▶ _Materials provided_
════
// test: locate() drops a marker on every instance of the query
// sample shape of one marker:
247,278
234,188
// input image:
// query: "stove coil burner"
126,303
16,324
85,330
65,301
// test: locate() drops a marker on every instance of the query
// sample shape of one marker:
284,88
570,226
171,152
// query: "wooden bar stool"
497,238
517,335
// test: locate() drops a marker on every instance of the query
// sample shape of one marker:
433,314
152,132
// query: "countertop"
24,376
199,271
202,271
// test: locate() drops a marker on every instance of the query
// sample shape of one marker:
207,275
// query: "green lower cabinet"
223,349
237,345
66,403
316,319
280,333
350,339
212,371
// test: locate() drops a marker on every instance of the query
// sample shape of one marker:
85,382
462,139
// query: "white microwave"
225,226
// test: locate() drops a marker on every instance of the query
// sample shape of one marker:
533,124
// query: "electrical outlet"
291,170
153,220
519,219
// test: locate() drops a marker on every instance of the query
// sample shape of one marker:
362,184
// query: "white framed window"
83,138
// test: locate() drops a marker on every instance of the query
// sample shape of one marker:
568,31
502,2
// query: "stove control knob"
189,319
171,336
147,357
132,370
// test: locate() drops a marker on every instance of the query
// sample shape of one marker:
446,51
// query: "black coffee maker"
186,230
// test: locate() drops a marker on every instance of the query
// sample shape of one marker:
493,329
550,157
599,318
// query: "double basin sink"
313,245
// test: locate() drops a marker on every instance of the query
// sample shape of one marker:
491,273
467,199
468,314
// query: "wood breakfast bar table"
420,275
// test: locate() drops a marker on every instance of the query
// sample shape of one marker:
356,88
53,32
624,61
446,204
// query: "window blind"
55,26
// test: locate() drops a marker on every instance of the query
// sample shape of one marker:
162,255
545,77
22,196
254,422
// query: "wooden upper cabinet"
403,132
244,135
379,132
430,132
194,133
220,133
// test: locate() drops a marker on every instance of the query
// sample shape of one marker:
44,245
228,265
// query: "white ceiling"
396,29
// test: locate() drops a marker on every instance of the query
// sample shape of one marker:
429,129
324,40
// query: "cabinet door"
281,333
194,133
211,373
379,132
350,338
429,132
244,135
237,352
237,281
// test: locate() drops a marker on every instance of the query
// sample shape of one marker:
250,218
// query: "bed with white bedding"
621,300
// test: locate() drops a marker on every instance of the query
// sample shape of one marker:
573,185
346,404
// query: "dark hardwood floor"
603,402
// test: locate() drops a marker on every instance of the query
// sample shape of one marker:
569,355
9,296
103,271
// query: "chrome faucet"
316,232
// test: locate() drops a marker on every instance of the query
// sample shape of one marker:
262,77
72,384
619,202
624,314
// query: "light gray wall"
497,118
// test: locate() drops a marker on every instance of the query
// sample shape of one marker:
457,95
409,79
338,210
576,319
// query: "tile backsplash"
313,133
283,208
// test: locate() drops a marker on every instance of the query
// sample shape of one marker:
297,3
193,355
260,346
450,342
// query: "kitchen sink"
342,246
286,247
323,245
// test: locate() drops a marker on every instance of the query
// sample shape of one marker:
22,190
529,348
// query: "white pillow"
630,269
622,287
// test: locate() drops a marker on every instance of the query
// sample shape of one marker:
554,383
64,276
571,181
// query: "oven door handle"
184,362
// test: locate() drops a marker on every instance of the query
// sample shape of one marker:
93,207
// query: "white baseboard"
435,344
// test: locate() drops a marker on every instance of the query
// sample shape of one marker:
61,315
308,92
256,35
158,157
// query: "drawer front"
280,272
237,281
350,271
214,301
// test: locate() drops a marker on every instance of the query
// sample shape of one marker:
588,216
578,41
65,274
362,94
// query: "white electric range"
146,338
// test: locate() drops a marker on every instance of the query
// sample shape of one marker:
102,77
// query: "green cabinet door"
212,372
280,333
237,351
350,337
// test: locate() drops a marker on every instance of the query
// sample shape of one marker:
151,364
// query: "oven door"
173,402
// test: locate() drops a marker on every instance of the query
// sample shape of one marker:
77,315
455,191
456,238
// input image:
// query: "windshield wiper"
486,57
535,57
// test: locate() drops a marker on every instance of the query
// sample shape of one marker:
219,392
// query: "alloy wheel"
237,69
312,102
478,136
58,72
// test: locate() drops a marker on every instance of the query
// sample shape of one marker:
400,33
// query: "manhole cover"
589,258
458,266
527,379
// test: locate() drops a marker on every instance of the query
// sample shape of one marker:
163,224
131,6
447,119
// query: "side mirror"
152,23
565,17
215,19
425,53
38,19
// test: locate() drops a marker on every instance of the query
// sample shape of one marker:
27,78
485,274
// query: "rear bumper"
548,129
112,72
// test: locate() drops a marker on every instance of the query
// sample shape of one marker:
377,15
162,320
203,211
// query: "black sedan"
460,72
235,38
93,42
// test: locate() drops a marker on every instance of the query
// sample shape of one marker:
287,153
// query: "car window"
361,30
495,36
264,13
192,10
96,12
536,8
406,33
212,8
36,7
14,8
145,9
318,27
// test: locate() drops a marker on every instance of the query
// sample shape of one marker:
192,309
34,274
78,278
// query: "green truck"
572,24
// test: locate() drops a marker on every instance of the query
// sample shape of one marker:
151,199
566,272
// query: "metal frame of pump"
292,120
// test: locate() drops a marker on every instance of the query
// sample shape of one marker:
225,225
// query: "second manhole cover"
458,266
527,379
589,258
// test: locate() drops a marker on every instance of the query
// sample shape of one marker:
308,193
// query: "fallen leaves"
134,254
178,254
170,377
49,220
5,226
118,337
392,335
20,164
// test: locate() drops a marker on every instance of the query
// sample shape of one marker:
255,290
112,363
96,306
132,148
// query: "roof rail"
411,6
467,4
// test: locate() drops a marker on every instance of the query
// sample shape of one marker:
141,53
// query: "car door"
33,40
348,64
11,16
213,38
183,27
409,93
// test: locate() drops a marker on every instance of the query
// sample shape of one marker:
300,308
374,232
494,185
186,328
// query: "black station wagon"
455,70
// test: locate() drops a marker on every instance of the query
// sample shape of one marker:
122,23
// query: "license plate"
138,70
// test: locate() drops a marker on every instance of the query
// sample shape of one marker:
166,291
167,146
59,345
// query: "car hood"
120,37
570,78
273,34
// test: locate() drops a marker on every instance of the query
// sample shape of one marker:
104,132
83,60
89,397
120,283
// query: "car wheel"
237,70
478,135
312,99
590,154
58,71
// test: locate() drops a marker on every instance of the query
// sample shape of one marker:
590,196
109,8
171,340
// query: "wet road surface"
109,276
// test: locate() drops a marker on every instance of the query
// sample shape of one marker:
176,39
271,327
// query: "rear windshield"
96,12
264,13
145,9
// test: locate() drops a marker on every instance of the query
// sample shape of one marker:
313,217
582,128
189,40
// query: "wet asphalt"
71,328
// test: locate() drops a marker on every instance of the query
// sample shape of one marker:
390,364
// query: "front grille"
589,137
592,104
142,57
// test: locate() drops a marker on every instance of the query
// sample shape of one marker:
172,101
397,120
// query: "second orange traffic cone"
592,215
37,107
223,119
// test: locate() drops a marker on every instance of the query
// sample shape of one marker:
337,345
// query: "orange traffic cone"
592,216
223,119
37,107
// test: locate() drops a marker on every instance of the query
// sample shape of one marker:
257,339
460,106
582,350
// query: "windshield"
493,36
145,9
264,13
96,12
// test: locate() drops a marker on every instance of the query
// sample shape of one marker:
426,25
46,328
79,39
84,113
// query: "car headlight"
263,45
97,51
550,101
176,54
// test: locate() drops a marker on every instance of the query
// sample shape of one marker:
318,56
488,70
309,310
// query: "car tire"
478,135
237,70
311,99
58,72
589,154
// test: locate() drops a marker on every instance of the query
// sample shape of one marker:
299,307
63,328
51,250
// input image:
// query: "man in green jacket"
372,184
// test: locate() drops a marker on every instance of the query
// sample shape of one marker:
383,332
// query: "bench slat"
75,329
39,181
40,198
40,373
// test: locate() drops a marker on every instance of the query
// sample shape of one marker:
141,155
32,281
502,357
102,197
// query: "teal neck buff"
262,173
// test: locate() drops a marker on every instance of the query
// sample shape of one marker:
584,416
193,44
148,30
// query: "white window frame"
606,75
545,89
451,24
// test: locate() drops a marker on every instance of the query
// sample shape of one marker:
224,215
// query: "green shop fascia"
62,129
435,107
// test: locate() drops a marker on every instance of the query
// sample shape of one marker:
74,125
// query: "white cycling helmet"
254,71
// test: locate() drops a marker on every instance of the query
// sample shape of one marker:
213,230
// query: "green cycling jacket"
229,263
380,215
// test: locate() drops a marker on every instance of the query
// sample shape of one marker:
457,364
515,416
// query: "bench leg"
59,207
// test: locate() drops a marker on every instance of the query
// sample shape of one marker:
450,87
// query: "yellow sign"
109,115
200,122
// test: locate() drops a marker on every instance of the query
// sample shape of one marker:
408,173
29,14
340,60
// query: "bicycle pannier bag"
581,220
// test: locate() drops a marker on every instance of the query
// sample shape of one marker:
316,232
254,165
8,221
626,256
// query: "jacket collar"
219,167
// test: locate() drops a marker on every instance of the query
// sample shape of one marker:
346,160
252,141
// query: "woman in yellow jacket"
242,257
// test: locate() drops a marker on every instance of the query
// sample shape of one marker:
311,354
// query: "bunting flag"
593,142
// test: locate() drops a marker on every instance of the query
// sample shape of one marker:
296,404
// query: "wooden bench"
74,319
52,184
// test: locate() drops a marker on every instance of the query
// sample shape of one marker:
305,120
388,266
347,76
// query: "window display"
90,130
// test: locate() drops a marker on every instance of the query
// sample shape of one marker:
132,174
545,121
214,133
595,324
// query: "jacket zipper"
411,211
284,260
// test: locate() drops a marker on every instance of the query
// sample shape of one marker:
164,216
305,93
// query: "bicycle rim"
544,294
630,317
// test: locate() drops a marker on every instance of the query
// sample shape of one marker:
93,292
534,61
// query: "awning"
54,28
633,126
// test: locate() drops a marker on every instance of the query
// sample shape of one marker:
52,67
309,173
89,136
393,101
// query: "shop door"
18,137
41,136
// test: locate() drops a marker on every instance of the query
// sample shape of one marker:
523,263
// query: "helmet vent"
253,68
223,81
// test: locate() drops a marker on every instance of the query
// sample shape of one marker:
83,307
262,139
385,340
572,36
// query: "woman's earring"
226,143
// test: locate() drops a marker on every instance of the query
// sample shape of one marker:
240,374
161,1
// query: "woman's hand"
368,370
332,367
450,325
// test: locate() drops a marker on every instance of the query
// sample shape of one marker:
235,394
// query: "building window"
════
▶ _Direction_
Pull out every line in the items above that contains the word "second".

▶ _Answer to this problem_
// query: "second manhole cover"
// query: "second orange traffic cone"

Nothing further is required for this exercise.